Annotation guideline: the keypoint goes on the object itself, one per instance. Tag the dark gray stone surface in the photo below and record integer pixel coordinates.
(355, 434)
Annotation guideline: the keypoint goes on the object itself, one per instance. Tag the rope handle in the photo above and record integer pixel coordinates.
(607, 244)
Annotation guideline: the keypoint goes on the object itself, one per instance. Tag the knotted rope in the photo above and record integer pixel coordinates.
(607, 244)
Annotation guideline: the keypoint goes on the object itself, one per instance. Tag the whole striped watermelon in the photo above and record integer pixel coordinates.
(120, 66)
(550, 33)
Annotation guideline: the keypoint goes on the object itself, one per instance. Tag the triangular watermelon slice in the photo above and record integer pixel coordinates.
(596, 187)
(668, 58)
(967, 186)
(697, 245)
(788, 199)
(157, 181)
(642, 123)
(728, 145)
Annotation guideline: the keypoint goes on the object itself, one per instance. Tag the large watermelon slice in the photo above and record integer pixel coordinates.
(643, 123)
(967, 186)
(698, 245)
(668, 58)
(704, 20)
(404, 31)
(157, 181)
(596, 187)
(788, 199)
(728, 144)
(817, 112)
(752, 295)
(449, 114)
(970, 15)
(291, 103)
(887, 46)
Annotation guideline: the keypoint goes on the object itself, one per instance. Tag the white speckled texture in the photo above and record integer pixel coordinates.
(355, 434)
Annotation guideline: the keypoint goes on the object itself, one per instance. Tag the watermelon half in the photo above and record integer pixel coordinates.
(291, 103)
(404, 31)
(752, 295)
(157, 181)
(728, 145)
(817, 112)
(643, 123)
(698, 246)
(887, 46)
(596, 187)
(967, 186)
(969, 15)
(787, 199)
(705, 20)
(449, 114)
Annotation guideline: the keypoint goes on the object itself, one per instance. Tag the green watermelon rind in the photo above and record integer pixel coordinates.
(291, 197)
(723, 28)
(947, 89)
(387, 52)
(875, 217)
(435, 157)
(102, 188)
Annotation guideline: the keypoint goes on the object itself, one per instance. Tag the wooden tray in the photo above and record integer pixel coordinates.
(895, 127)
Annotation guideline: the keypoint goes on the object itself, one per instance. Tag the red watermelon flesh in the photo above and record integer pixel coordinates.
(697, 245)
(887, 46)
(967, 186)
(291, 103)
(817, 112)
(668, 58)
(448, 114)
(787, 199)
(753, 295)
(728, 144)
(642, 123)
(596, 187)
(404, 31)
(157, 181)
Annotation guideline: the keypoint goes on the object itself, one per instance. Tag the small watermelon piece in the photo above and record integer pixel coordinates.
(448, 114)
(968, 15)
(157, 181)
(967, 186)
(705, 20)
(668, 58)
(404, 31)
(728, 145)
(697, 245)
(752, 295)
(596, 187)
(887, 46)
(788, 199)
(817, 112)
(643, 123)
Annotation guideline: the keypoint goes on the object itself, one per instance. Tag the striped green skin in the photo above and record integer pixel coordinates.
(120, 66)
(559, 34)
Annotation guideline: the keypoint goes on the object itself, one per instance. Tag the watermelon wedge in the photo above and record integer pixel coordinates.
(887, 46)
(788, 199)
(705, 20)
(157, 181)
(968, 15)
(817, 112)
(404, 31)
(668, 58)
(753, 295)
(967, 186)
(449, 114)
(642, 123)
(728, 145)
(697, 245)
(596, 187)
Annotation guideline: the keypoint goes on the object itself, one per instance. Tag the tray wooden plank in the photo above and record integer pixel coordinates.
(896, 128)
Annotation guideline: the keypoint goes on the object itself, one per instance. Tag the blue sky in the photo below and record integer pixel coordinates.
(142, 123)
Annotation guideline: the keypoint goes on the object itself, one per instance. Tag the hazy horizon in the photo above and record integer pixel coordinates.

▬▬▬▬▬▬▬▬▬▬

* _WRITTEN REQUEST_: All the entries above need to be reproduced exactly.

* _FINAL RESULT_:
Annotation guideline: the keypoint goes on the object itself, one per instance. Tag the dark gray stone surface in the photo below and record integer pixel coordinates.
(355, 434)
Annotation guideline: the keypoint goes on the object itself, one per instance. Tag the rope handle in the photo above and record integer pixel coordinates.
(607, 244)
Annotation guideline: the keypoint goes on the object itself, one per instance. Tag the knotted rope in the photo above and record integer pixel coordinates.
(607, 244)
Annotation guideline: the keypoint goes on the object itself, one per instance. Tag the whole striped watermelon in the photo above and record integer pixel coordinates.
(120, 66)
(550, 33)
Annotation guideline: the keypoint goes on the object itself, one per instance. Tag the triangular watermelon slice in the photo above and record integer pixel coordinates.
(596, 187)
(668, 58)
(967, 186)
(697, 245)
(788, 199)
(157, 181)
(642, 123)
(728, 145)
Annotation guideline: the keypoint goes on the object itself, one per instance. Tag the large watermelon slice in the photo above and record integer pixel coordinates.
(643, 123)
(967, 186)
(698, 245)
(668, 58)
(704, 20)
(404, 31)
(157, 181)
(596, 187)
(788, 199)
(728, 144)
(817, 112)
(752, 295)
(449, 114)
(970, 15)
(291, 103)
(887, 46)
Annotation guideline: the keypoint goes on the object itself, one per instance. Tag the white speckled texture in the photo above and record integer pixel coordinates.
(355, 434)
Annotation guideline: the keypoint goes on the object itself, one per instance. Tag the watermelon half in the photo above and record integer pixel coordinates.
(291, 103)
(404, 31)
(752, 295)
(157, 181)
(728, 145)
(817, 112)
(643, 123)
(698, 246)
(887, 46)
(596, 187)
(967, 186)
(969, 15)
(787, 199)
(705, 20)
(449, 114)
Annotation guideline: the keypoint goes on the object itself, one per instance. Tag the green watermelon rind in the photo above and record integer pixel coordinates.
(291, 197)
(723, 28)
(947, 89)
(387, 52)
(875, 217)
(435, 157)
(102, 188)
Annotation guideline: the keypoint goes on the object itself, one per instance. Tag the wooden tray in the photo above and record integer pixel coordinates.
(895, 127)
Annotation guideline: the keypoint goes on the object itself, one per instance. Tag the red watermelon flesh in the photo above and record integer pixel coordinates.
(697, 245)
(887, 46)
(967, 186)
(291, 103)
(817, 112)
(668, 58)
(448, 114)
(787, 199)
(753, 295)
(728, 144)
(642, 123)
(596, 187)
(404, 31)
(157, 181)
Annotation guideline: the keypoint goes on the object itself, one per instance. Tag the small watermelon piece in the photo above and record integer pixel coordinates.
(448, 114)
(968, 15)
(157, 181)
(967, 186)
(705, 20)
(668, 58)
(404, 31)
(728, 145)
(697, 245)
(752, 295)
(596, 187)
(887, 46)
(788, 199)
(817, 112)
(643, 123)
Annotation guideline: the keypoint goes on the object itself, one per instance. Tag the striped green skin in the photo above and record integer pixel coordinates.
(120, 66)
(559, 34)
Annotation guideline: the keypoint goes on the object itself, one per instance. Tag the watermelon wedge in the photo above and record integer pixel coordinates.
(887, 46)
(788, 199)
(705, 20)
(157, 181)
(968, 15)
(817, 112)
(404, 31)
(668, 58)
(753, 295)
(967, 186)
(449, 114)
(642, 123)
(728, 145)
(697, 245)
(596, 187)
Annotation guideline: the keypoint goes on the object itself, one per instance. Tag the tray wooden plank in the photo above and record integer pixel coordinates.
(896, 128)
Annotation guideline: the keypoint goes on the object itself, one per instance. Tag the blue sky in the photo below and record integer pixel coordinates.
(142, 123)
Annotation guideline: the keypoint goes on the object itself, one per instance. Tag the hazy horizon in the photo above and record integer pixel coordinates.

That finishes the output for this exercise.